BEGIN Material shown
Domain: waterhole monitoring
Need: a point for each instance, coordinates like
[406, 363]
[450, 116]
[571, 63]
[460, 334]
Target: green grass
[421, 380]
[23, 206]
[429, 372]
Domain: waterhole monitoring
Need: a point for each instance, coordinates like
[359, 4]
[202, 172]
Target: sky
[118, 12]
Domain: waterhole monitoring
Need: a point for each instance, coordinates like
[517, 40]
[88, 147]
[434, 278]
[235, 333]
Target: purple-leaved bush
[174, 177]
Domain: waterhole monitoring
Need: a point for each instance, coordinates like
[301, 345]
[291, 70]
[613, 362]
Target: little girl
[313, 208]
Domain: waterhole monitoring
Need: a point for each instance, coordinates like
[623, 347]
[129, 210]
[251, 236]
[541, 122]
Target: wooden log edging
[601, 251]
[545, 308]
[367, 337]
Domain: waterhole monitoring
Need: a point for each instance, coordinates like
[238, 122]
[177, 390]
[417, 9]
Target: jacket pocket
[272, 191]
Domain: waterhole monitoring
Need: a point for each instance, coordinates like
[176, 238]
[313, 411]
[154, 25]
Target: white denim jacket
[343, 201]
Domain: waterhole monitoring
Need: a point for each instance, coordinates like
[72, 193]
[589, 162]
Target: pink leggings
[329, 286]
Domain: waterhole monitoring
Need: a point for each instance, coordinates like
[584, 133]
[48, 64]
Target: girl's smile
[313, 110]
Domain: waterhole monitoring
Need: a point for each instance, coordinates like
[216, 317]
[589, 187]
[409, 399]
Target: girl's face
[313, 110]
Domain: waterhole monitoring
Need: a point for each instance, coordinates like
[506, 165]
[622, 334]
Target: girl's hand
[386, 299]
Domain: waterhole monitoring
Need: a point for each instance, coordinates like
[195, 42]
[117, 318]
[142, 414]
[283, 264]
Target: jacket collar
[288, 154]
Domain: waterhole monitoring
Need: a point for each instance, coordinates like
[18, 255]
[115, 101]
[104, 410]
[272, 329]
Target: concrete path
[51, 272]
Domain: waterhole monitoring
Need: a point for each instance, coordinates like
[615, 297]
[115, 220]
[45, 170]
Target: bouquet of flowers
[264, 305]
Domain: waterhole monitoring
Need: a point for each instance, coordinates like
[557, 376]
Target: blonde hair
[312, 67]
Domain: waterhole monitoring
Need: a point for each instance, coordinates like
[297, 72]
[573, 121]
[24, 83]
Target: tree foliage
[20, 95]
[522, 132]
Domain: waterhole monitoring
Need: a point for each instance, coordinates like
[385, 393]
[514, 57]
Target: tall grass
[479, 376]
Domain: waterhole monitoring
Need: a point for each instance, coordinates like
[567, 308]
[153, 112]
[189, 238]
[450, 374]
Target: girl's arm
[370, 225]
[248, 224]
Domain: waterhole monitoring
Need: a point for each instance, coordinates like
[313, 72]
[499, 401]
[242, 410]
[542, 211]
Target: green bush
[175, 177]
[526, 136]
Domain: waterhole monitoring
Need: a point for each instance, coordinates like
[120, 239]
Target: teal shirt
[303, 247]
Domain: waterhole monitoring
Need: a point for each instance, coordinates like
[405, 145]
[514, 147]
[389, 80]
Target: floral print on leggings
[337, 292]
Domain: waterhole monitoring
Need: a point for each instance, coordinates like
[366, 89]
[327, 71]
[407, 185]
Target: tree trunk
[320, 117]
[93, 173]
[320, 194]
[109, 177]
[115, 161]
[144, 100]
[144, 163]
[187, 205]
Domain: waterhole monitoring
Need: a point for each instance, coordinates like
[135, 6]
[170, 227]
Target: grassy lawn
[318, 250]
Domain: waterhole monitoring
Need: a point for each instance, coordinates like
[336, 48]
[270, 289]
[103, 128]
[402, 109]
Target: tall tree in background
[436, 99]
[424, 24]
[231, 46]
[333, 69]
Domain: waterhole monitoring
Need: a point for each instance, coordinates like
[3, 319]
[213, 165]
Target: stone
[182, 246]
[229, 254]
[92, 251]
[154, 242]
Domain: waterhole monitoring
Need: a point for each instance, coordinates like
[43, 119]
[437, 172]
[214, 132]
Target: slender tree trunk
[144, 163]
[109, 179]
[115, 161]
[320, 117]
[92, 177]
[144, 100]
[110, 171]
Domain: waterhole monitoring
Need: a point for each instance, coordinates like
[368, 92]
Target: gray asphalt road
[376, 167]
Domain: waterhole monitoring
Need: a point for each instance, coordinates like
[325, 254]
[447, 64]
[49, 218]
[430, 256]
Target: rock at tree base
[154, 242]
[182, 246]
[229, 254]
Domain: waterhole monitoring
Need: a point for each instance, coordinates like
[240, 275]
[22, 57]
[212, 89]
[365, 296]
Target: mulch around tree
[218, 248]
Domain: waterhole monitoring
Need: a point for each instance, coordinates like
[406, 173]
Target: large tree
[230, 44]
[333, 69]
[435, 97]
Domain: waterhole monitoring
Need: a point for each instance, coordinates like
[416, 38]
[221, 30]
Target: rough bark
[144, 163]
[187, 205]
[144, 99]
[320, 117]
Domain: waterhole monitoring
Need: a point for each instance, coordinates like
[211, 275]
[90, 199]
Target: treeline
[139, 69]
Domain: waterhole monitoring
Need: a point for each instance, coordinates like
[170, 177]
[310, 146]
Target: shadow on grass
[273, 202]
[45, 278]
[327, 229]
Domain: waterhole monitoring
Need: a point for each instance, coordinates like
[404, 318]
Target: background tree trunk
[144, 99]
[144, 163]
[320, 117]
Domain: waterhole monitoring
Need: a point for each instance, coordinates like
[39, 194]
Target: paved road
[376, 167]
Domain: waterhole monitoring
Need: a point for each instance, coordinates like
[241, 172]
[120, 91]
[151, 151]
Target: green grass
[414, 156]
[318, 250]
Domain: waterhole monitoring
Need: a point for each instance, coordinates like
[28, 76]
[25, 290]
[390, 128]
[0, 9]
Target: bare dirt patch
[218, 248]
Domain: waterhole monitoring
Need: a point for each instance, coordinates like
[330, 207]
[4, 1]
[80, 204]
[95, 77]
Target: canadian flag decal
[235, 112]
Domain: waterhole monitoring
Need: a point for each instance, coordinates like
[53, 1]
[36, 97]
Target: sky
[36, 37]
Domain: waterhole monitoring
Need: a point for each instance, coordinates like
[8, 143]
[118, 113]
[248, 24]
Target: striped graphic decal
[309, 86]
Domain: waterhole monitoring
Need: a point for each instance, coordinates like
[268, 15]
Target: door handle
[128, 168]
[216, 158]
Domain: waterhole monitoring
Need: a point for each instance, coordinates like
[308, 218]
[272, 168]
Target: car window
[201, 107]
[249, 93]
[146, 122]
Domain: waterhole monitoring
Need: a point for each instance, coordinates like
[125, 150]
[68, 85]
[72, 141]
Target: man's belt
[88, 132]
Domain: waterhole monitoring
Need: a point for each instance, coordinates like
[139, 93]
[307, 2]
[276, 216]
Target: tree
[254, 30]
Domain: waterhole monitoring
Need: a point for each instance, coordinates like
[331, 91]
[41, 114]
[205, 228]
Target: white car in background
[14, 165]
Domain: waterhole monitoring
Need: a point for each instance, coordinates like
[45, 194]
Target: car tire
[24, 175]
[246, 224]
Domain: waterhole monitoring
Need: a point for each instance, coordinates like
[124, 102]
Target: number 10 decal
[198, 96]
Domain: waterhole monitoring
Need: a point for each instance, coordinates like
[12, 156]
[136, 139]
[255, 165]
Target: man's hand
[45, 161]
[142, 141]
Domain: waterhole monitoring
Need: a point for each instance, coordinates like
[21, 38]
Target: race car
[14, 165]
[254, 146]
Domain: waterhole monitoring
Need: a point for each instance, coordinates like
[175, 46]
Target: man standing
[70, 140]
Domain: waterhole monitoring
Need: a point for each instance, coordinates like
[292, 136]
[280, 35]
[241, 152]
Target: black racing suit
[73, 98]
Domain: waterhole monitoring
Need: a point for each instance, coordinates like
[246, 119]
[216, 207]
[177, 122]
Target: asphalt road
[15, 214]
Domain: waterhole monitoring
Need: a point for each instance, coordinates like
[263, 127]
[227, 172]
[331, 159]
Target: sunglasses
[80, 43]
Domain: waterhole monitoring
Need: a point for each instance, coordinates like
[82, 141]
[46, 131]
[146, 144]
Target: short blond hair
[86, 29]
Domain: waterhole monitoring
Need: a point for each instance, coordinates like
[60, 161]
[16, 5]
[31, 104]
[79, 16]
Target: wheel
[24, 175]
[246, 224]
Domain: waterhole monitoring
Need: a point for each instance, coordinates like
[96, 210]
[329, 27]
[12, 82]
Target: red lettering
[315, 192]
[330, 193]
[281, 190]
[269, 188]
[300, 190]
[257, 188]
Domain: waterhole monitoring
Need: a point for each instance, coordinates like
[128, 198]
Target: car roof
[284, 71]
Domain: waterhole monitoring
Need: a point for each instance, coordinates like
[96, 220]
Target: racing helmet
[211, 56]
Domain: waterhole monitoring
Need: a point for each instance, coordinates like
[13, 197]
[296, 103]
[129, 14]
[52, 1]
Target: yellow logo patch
END Material shown
Task prompt: Report each line of the rows above that contains the string "jacket", treating uppercase and lowercase letters as different.

Answer for the task:
Target: jacket pocket
Target: white denim jacket
Target: jacket collar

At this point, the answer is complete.